Aim: Rewrite all of the material below with "dry grass" replaced by "withered grass" and everything else unchanged, and leave the pictures out of your answer.

Data for this exercise:
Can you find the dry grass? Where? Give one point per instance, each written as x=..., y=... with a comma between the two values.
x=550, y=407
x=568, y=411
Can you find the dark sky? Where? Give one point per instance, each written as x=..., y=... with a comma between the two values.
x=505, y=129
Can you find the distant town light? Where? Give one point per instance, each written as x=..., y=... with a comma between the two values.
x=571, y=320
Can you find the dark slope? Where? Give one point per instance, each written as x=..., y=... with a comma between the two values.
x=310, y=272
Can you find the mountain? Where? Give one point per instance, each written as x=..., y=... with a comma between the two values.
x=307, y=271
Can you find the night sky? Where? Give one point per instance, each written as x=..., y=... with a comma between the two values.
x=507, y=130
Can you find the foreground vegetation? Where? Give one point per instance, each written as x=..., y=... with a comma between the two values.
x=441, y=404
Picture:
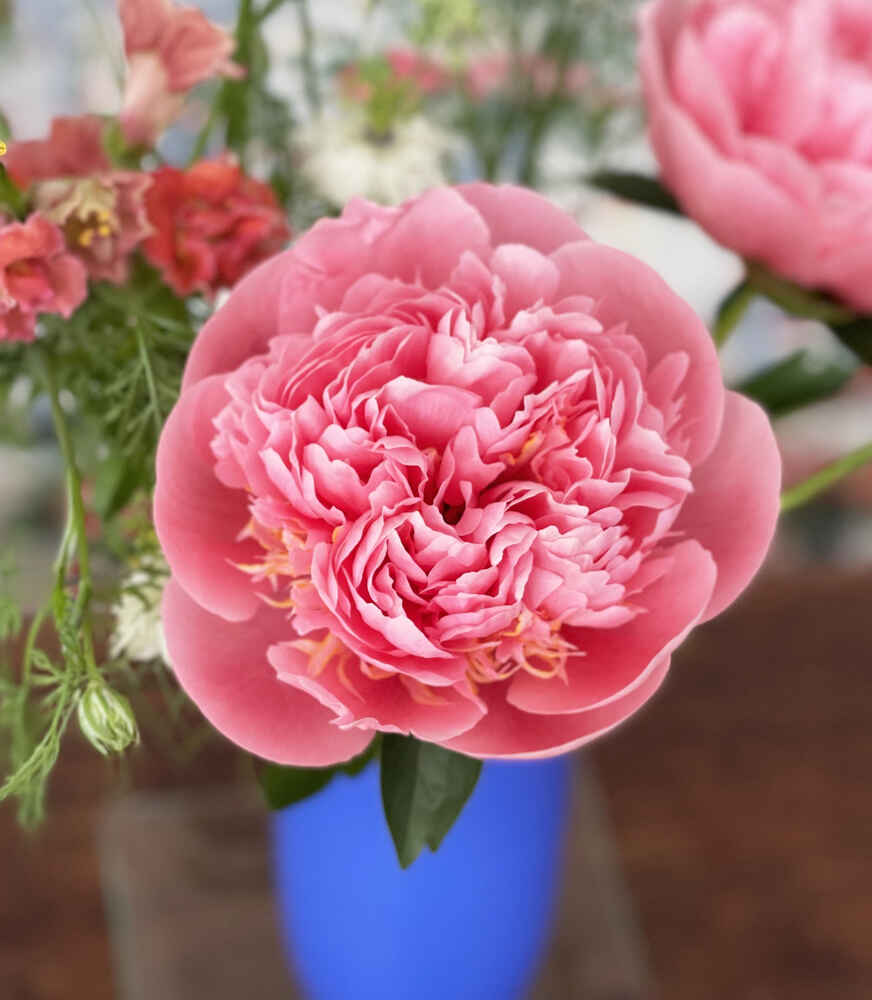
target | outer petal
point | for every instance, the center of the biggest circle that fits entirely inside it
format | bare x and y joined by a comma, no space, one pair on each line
734,507
198,518
244,325
223,667
508,732
517,215
391,704
628,291
615,661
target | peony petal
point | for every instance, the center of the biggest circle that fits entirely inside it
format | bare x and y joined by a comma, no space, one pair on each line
429,237
615,661
734,507
197,518
223,667
506,732
628,291
391,703
517,215
530,277
244,325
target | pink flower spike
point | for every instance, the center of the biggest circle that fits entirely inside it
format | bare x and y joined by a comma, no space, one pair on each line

Completed task:
Can you find the withered grass? Where? Give one point per instance, each written as x=..., y=... with a comma between the two values.
x=550, y=407
x=568, y=411
Can you find the dark sky? Where? Give one point per instance, each written as x=..., y=... with a comma between the two values.
x=505, y=129
Can you find the distant town light? Where? Give one point per instance, each written as x=..., y=... with a comma between the two values.
x=571, y=320
Can you find the dark slope? Where? Give one point per instance, each written as x=..., y=... with a comma between the two values.
x=310, y=272
Can you find the mountain? Where? Give one point per instance, each written as x=..., y=... with a comma between the two values.
x=307, y=271
Can you find the night sky? Where? Give one point per instance, each written as x=..., y=... with a comma between the two values.
x=507, y=130
Can you find the foreground vegetation? Where? Give one point per instance, each written as x=..., y=... with a comma between the two values.
x=441, y=404
Picture:
target | outer petal
point | for every instance, the center of the biggest circle that fits entirely inside it
format | bare x and y joined by a comma, no space, one pair on each line
734,507
198,518
244,325
223,667
508,732
517,215
391,704
628,291
615,661
target | peony petal
point | for every instance, the center of the biggest circle that fits entirely inside it
format | bare x and y joined by a comma, no space, one pair on each line
429,237
615,661
734,507
197,518
223,667
506,732
628,291
391,703
517,215
530,277
244,325
target | pink flower spike
point | for every instance, the center of the biggest circle that fits entirely inside it
format | bare x and y joined by a comma, no space, one pair on each line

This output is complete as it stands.